[Data items]
- - -

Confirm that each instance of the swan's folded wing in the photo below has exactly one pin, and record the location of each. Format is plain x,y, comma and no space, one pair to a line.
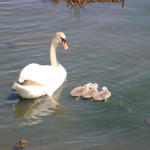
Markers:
45,75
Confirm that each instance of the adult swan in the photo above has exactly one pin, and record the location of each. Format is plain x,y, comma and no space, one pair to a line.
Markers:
37,80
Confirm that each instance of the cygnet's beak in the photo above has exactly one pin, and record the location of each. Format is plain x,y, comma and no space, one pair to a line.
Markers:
65,45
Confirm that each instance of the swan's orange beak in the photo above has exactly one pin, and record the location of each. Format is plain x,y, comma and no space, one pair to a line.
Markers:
65,45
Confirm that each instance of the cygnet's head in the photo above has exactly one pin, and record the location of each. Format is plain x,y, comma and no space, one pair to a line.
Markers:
89,85
95,85
104,88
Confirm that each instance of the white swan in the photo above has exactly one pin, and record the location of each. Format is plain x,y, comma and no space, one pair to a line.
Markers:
38,80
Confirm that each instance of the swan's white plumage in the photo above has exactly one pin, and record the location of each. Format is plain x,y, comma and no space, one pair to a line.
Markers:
49,78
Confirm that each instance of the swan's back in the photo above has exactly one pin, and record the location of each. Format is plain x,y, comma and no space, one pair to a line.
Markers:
46,75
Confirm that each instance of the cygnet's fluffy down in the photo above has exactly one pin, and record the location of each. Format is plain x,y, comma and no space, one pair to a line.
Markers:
78,91
91,91
102,95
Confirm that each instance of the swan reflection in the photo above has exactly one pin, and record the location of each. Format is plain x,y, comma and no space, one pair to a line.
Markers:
29,112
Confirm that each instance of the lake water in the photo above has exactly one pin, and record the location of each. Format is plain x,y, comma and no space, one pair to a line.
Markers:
108,44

- - -

• [To do]
This calls for an exact copy of all the entries above, with the pictures omitted.

• [The completed task]
Confirm that each instance of the swan's folded wing in the photo below has exactly one pin, and record the location of each. Format is plain x,y, comma and no space, one pair to a line.
Markers:
45,75
Confirm that each instance of the adult swan in the photo above has exactly one pin, and record the location of each. Format is plain x,y, comma and no space, one pair to a line.
Markers:
37,80
Confirm that each instance of the cygnet's beak in the photo above has exactly one pin, and record the location of each. Format is plain x,y, comma and no space, one pair to a line.
Markers:
65,45
Confirm that each instance of the swan's orange beak in the photo above has exactly one pin, and record the location of each. Format is plain x,y, comma and no space, one pair to a line.
Markers:
65,45
Confirm that each instance of the cygnet's head in the photo above has exactly one pin, and record the location of each. Format is plain x,y, comma and no space, one pair to a line.
Markers:
89,85
95,85
104,88
Confirm that each instance of the white swan in the photo above has exactly one pin, and record the location of each. Format is plain x,y, comma and no space, one pair to a line.
Markers:
38,80
Confirm that each instance of the swan's white plumage in the photo above has exactly one pin, and record the location of each. Format is plain x,y, comma and no space, one pair to a line.
Markers:
49,78
Confirm that each instance of the swan's back in the photo above has exactly one pin, and record the location of each. Format is plain x,y, comma and no space, one pair to a line.
Markers:
46,75
Confirm that each instance of the cygnet's fluffy down in the photo above has exactly one pin, and record the location of each. Format is plain x,y, comma and no space, one pair to a line.
Markers:
78,91
91,91
102,95
Confirm that each instance of the swan reflection in the photo above has exactly one pin, and record the location of each. Format is plain x,y, comma and no space, one pair to a line.
Markers:
29,112
Confirm that each instance of the lake water in the photo above has exactly one pin, and record the location of each. Format is plain x,y, comma and no space, one pair to a line.
Markers:
108,44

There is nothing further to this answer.